● **EXERCISE AIM**: Reproduce each line of the material precisely.

● **Raw records**:
[Start]
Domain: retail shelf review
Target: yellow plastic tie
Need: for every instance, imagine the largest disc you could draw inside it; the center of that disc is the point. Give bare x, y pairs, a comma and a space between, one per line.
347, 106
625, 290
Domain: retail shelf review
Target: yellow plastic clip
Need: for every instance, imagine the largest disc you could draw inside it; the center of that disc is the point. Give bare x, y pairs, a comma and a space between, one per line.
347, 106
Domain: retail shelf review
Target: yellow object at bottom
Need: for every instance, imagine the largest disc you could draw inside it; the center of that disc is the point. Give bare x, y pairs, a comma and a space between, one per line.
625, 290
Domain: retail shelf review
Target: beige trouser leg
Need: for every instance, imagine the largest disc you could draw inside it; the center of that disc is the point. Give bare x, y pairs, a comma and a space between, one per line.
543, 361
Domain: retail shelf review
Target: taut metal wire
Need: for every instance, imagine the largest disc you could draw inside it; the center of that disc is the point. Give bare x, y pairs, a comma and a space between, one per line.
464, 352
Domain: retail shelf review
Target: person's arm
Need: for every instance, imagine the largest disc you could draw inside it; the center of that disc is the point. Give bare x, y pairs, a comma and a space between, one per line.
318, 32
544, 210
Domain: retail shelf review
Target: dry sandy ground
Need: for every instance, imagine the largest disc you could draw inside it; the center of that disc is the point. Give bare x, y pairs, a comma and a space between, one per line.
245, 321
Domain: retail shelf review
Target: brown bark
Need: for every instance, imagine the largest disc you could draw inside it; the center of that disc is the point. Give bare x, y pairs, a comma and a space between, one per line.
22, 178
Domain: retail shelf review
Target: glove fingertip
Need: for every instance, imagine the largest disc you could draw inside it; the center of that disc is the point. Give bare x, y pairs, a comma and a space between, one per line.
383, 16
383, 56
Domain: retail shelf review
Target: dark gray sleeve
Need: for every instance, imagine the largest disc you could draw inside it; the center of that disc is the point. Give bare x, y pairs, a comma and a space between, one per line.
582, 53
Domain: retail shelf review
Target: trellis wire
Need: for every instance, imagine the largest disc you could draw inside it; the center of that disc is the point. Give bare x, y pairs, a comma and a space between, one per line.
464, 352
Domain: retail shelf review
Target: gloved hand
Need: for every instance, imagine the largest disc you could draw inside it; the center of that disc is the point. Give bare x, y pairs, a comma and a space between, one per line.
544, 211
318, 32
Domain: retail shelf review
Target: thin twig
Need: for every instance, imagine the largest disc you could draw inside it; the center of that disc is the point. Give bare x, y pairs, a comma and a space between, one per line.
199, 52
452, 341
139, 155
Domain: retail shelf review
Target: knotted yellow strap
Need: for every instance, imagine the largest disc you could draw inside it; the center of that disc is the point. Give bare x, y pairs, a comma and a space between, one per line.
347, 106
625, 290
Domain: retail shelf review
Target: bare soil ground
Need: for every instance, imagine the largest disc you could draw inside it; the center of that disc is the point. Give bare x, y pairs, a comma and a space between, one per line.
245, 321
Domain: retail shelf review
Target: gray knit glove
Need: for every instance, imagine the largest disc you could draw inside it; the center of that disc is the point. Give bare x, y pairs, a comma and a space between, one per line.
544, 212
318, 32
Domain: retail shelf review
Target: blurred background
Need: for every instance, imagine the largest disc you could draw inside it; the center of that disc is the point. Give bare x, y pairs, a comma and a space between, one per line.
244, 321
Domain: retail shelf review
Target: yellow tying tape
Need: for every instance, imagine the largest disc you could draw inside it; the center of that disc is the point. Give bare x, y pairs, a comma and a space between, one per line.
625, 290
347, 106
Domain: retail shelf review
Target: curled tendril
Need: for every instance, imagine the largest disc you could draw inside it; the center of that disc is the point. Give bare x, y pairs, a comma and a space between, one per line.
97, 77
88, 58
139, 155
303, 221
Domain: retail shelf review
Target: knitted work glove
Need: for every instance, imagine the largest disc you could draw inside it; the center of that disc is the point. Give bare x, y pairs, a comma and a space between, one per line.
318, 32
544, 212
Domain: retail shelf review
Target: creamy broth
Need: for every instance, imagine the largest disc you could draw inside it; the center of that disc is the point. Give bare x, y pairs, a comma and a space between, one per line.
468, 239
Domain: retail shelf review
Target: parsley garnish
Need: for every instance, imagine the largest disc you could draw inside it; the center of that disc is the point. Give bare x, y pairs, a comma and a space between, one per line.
[End]
● **COMPLETE ANSWER**:
Domain: retail shelf review
Target: yellow plastic tie
Need: for every instance, imagine the largest disc you could draw inside it; the center of that disc is the point. Give bare x, y pairs, a comma and a space between, one per line.
347, 106
625, 290
Domain: retail shelf review
Target: yellow plastic clip
Need: for every instance, imagine the largest disc you could draw inside it; the center of that disc is the point. Give bare x, y pairs, a comma and a space between, one per line.
347, 106
Domain: retail shelf review
Target: yellow object at bottom
Need: for every instance, imagine the largest disc you could draw inside it; the center of that disc is the point. Give bare x, y pairs, a comma and a space between, one per line.
625, 290
Domain: retail shelf review
Target: beige trouser leg
Need: for every instance, imagine the largest disc you could draw inside it; the center of that disc is the point. Give bare x, y pairs, a comma and a space between, one per line.
543, 361
Domain: retail shelf review
Target: taut metal wire
Need: for every instance, imagine the largest disc you could draw inside it; the center of that disc is the point. Give bare x, y pairs, a comma and a space between, one per line.
464, 352
Domain: retail shelf review
Target: person's arm
Need: for every instance, imagine the largest disc you could draw inside it; the center of that disc is the point. Give bare x, y pairs, a comma and a space between, one per line.
318, 32
544, 210
Domain: retail shelf review
Target: dry sandy ground
Need: for every instance, imagine the largest disc you could draw inside it; the center of that disc is the point. Give bare x, y pairs, a comma and a space between, one per line.
245, 321
Domain: retail shelf review
Target: brown bark
Need: for every instance, imagine the largest disc you could draw inside it; the center of that disc is the point. Give bare x, y pairs, a comma and a space between, one per line.
22, 178
Domain: retail shelf review
Target: glove fingertip
Need: for every instance, imagine the largest disc you could draw inside it; the center of that disc is the point. Give bare x, y pairs, a comma and a space between, one per line.
383, 16
383, 56
Domain: retail shelf review
Target: dark gray sleeve
Need: for every instance, imagine the largest disc you could draw inside it; the center of that disc is the point. Give bare x, y pairs, a comma and a space between, one per line.
582, 53
Domain: retail shelf review
Target: trellis wire
Need: for every instance, imagine the largest disc you could draw inside it; the center of that disc is the point. Give bare x, y pairs, a comma and a space between, one per line.
464, 352
Domain: retail shelf review
Target: gloved hand
Need: for every instance, imagine the largest disc you could draw inside it; the center of that disc is the point. Give bare x, y pairs, a comma and a space between, one per line.
544, 211
318, 32
Domain: retail shelf review
Target: thin twig
Need: for every instance, imagine the largest disc you could draw inside it; the center of that disc is the point. Give bare x, y pairs, a comma and a space between, one per line.
199, 52
452, 341
139, 155
Domain: retail shelf review
Target: knotted yellow strap
Need: for every instance, imagine the largest disc you could draw inside it; the center of that disc is the point. Give bare x, y pairs, a comma and a space between, one per line.
347, 106
625, 290
Domain: retail shelf review
Target: bare soil ground
Need: for every instance, imagine the largest disc you could draw inside it; the center of that disc is the point. Give bare x, y pairs, a comma and a space between, one per line.
245, 321
Domain: retail shelf review
Target: gray knit glove
Need: for every instance, imagine the largest disc you could draw inside it; the center of that disc is the point. Give bare x, y pairs, a comma and a space between, one per line.
544, 212
318, 32
Domain: retail shelf review
Target: blurred background
Need: for every instance, imagine the largest disc you could draw inside it; the center of that disc is the point. Give bare x, y pairs, a comma and a space between, one per line.
244, 321
Domain: retail shelf review
Target: yellow tying tape
Need: for every instance, imagine the largest disc you could draw inside it; the center of that disc is the point. Give bare x, y pairs, a comma and a space between, one per line.
625, 290
347, 106
Domain: retail shelf review
Target: curled tendril
Need: for every instance, imagine the largest disc you could draw inside it; the center of that disc is the point. Give bare x, y pairs, a comma and a space between, one per line.
97, 77
88, 58
139, 155
303, 221
Domain: retail shelf review
Target: knitted work glove
Need: for every instance, imagine the largest disc you could draw inside it; the center of that disc is the point. Give bare x, y pairs, a comma and a space between, one per line.
318, 32
544, 212
Domain: retail shelf review
Target: creamy broth
Need: for every instance, imagine the largest disc you could draw inside it; the center of that disc is the point. Give bare x, y pairs, a comma and a space between, one per line.
468, 239
Domain: retail shelf review
Target: parsley garnish
Need: for every instance, imagine the largest disc you could draw inside it; the center of that disc is the point. Give bare x, y pairs, a comma and a space between, one per line.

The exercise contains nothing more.